- Quoted passage
^^^^^^^^^^^^^^^^
The Sd(a++) phenotype is sometimes referred to as the Cad phenotype, after a 1968 paper that identified a novel antigen in members of the Cad family from Mauritius. The Cad positive cells showed polyagglutination and reacted with Dolichos biflorus lectin, a reagent used to identify type A_{1} red blood cells, even though the cells were type B or O. Later research showed that strong examples of Sd(a) also exhibited polyagglutination and reaction with Dolichos biflorus, and that Cad was likely an exceptionally strong Sd(a) positive phenotype. It is believed that Sd(a) and Cad share the same antigenic determinant and are likely synthesized by the same enzyme, but there may be structural and quantitative differences in the expression of the two substances. The Cad/Sd(a++) phenotype, like the Sd(a) positive phenotype, shows autosomal dominant inheritance.
^^^^^^^^^^^^^^^^
- Exercise data
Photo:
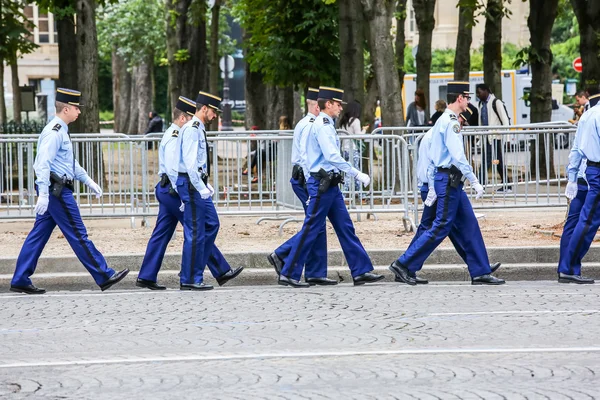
^^^^^^^^^^^^^^^^
- Work instructions
Continue the passage on the Cad/Sd(a++) blood group phenotype, picking up after its final sentence. None of the material is needed here.

- Output for this exercise
Anti-Sd(a) is a naturally occurring antibody, meaning Sd(a) negative individuals produce it without having been exposed to Sd(a) positive blood through transfusion or pregnancy. Anti-Sd(a) is not typically considered to pose a hazard in blood transfusion, but as of 2018, two cases of transfusion reactions following the transfusion of Sd(a++) blood have been documented. It is suggested that people with anti-Sd(a) are transfused with "least incompatible" blood (the blood unit that gives the weakest reactions during crossmatching) to avoid potential exposure to Sd(a++) units. Anti-Sd(a) is not known to cause hemolytic disease of the newborn.

==Epidemiology==
Approximately 91% of people test positive for Sd(a) through blood typing, and 96% test positive through urine testing. The Sd(a++) phenotype is rare, especially in Europe, but may be more common in East Asian populations.

==Laboratory testing==
Urine is considered the optimal specimen for Sd(a) phenotyping. The Sd(a) antigen can be detected in urine using hemagglutination inhibition testing: anti-Sd(a) is added to the urine, followed by Sd(a) positive blood cells. If Sd(a) is present in the urine, it will bind the antibody and prevent the red blood cells from agglutinating.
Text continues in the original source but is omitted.